Your task is to output all the records below, word for word.
____________
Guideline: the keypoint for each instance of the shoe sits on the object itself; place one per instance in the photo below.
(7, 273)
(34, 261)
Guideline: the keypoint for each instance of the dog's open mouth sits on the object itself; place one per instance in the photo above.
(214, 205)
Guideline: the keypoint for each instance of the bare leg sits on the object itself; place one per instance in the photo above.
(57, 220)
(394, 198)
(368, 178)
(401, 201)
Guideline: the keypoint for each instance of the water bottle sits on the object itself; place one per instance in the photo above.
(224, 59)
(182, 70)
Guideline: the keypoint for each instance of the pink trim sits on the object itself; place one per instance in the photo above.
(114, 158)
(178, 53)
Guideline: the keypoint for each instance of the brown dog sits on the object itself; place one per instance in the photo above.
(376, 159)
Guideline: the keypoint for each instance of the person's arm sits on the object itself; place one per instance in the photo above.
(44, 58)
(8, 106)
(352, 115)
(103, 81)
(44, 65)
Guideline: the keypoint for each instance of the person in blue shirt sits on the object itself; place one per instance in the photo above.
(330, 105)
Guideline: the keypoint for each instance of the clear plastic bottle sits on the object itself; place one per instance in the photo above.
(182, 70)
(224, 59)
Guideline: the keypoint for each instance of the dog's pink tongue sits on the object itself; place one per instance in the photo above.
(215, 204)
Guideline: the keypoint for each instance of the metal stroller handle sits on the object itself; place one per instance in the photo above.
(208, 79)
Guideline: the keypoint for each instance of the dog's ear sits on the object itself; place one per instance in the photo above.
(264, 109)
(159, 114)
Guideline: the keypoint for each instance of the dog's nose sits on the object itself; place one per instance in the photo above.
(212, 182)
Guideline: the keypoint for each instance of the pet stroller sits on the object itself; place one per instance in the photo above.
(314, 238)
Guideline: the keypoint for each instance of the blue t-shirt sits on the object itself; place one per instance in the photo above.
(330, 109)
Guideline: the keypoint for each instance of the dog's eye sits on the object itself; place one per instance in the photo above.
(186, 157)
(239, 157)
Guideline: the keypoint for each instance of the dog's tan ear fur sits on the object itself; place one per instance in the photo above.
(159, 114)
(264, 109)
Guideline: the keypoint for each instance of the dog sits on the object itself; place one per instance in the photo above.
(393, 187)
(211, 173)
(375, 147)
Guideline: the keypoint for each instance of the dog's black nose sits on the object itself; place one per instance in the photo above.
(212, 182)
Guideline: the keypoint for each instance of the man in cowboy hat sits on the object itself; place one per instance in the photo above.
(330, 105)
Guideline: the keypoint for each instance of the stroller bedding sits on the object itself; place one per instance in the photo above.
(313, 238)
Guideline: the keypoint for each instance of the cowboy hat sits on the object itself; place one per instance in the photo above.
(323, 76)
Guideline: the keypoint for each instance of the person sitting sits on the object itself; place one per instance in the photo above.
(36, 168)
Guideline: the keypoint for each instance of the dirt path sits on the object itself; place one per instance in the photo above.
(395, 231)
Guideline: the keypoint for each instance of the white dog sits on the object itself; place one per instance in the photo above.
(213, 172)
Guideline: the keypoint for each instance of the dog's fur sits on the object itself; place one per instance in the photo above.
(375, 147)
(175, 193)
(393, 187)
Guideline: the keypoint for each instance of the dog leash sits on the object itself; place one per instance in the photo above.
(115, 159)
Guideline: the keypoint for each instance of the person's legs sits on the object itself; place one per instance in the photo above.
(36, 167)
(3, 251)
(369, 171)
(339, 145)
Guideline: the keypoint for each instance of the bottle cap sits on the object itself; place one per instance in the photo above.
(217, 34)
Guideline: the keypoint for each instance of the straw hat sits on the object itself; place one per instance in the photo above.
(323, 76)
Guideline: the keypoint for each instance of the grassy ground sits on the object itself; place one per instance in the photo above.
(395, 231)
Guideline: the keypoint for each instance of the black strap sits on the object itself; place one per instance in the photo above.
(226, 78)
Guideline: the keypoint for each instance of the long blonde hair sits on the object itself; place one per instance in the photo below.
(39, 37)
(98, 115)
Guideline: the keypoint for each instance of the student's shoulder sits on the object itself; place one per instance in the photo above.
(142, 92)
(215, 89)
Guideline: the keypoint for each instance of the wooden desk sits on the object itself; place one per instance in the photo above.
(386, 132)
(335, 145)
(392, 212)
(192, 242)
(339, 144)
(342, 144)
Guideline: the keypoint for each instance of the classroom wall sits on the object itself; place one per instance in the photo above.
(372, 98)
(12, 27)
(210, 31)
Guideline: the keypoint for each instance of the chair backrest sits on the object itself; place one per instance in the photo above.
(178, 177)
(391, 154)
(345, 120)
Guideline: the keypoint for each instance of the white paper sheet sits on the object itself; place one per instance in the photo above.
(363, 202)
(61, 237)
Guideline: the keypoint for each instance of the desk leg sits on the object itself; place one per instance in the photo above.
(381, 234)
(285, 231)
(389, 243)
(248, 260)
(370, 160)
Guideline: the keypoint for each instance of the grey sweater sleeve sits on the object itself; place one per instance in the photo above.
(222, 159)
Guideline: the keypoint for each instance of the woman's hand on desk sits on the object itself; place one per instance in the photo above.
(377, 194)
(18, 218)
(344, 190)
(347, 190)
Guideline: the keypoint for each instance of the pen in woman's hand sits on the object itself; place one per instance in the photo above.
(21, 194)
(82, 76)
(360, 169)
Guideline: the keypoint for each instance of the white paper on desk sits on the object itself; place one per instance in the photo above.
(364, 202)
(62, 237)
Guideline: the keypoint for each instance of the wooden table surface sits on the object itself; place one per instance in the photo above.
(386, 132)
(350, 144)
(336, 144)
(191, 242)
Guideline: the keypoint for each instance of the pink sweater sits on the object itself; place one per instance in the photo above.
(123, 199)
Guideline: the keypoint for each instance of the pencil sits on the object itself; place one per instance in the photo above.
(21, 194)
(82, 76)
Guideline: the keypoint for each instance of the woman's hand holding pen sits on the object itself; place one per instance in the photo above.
____________
FINISHED ANSWER.
Guideline: the keypoint for each instance of the shoe sits on the object itself; place one per instance in the photo below.
(7, 273)
(34, 261)
Guideline: the keypoint for each instance of the dog's open mouth sits on the object itself; place one per instance in the photo above.
(214, 205)
Guideline: the keypoint for each instance of the bare leg sits on the object itself; place one per instance in the photo above.
(57, 220)
(394, 198)
(368, 178)
(401, 201)
Guideline: the keypoint for each instance of the water bottle sits on the object itself; place one per instance in the photo above.
(224, 59)
(182, 70)
Guideline: the keypoint for each instance of the pink trim sits on the object itself; place one per instance in the photo above.
(114, 158)
(178, 53)
Guideline: the keypoint for each instance of the brown dog sits on the object itself; place one per instance in the photo above.
(376, 159)
Guideline: the keypoint for each instance of the person's arm sits on the object itself; place one per instance in the photo above.
(44, 58)
(8, 106)
(352, 115)
(103, 81)
(44, 65)
Guideline: the keypoint for each instance of the person in blue shirt sits on the object itself; place one per instance in the photo above.
(330, 105)
Guideline: the keypoint for each instance of the clear plastic bottle sits on the object itself; place one per instance in the photo above.
(182, 70)
(224, 59)
Guideline: the keypoint for each instance of the dog's pink tongue sits on the object itself; place one per instance in the photo above.
(215, 204)
Guideline: the keypoint for each instance of the metal stroller handle sits on the object itself; place one per instance in the photo above.
(208, 79)
Guideline: the keypoint for each instance of the dog's ear sits on the object itself; place one per instance in the photo above.
(264, 109)
(159, 114)
Guideline: the keypoint for each instance of the dog's nose sits on the object itself; place one per instance in the photo above.
(212, 182)
Guideline: the keypoint for each instance of the pet stroller sits on the object itself; place one per instance in the photo above.
(314, 238)
Guideline: the keypoint for each instance of the blue t-shirt sits on the object itself; place one per instance in the photo above.
(330, 109)
Guideline: the keypoint for each instance of the dog's eye sits on the object itself; place one per instance in the photo above.
(186, 157)
(239, 157)
Guideline: the keypoint for each instance of the dog's tan ear fur sits on the object itself; place one per instance in the photo above.
(159, 114)
(264, 109)
Guideline: the keypoint for each instance of the dog sits on the object itself; place one per instance in the photo above.
(393, 187)
(211, 173)
(375, 147)
Guideline: the keypoint for each instance of the dog's black nose sits on the object itself; place one per instance in the photo above.
(212, 182)
Guideline: the keypoint for each instance of the man in cowboy hat sits on the object itself; place one per instance in the photo above.
(330, 105)
Guideline: the keypoint for each instance of the stroller bedding sits on the object itself; place one per instance in the photo above.
(313, 238)
Guideline: the keypoint for each instance of the cowboy hat sits on the object itself; place one per instance in the photo above.
(323, 76)
Guideline: the keypoint for each instance of the person sitting sits on the object itself; place one per instance in the photo above.
(36, 168)
Guideline: the keypoint for each instance of the dirt path sits on the object itself; place one per instance in the photo above.
(395, 231)
Guideline: the keypoint for each instance of the white dog sits on the object itself; place one per instance in the photo above.
(213, 172)
Guideline: the keypoint for each instance of the dog's fur sits on the object itself; place one per instance in the photo above.
(375, 147)
(175, 193)
(393, 187)
Guideline: the keypoint for each instance of the dog leash sits on the object itself; place one per instance in the photo above.
(115, 159)
Guideline: the keypoint for each instance of the person's legs sits on the object itself; place one per instance in the photo above.
(36, 167)
(3, 251)
(369, 171)
(339, 145)
Guideline: the keypoint for each instance of the bottle cap sits on the object itself; place one per instance in the photo above.
(217, 34)
Guideline: the keypoint for each instance of the straw hat sits on the object itself; place one per instance in the photo above.
(323, 76)
Guideline: the keypoint for each instance of the grassy ground sits on the object itself; place one per instance in the photo above.
(395, 231)
Guideline: the keypoint for each instance of the black strap sits on the object itself; place one per instance in the photo above.
(226, 78)
Guideline: the keypoint for each instance of the long blonde hair sits on the object itself; place one per instance in the photo below.
(39, 37)
(98, 115)
Guideline: the keypoint for each instance of the student's shoulder sits on the object itself; place one per instance in the photo above.
(142, 92)
(215, 89)
Guideline: the keypoint for each instance of the wooden desk sits on the object itself; place one per instance in the photo above.
(386, 132)
(335, 145)
(392, 212)
(192, 242)
(339, 144)
(342, 144)
Guideline: the keypoint for each instance of the classroom wall sits on the object itself; place one per instance in the photo above.
(372, 98)
(12, 27)
(210, 31)
Guideline: the keypoint for each instance of the chair backrest sits on the object itself; place one per instance in the photo above.
(178, 177)
(391, 154)
(345, 120)
Guideline: the keypoint for each instance of the white paper sheet sits on the object itself; place one per instance in the photo above.
(363, 202)
(61, 237)
Guideline: the keypoint for each instance of the desk leg sits on the object itself; place one per instance in the photo above.
(381, 234)
(285, 231)
(389, 243)
(248, 260)
(370, 160)
Guideline: the keypoint for each instance of the grey sweater sleeve sits on the object itself; place one per instance in the photo above.
(222, 159)
Guideline: the keypoint for each instance of the woman's hand on desk sits on the object itself; place one per instance in the photo above.
(377, 194)
(18, 218)
(344, 190)
(347, 190)
Guideline: the keypoint for each instance of the pen in woman's hand sits on the object itself; place one per instance in the photo above.
(21, 194)
(82, 76)
(360, 169)
Guideline: the keypoint for each instance of the white paper on desk sits on the object itself; place one per instance in the photo above.
(364, 202)
(62, 237)
Guideline: the keypoint for each instance of the wooden table surface sits on the object itself; place one per instance in the photo above.
(386, 132)
(350, 144)
(336, 144)
(191, 242)
Guideline: the keypoint for each instance of the pink sweater sits on the object itself; place one per instance in the photo above.
(123, 199)
Guideline: the keypoint for each instance of the pencil sits on the object itself; place one per instance in the photo above.
(21, 194)
(82, 76)
Guideline: the keypoint for each instance of the woman's hand holding pen sits on the object itself; place one per instance in the photo above.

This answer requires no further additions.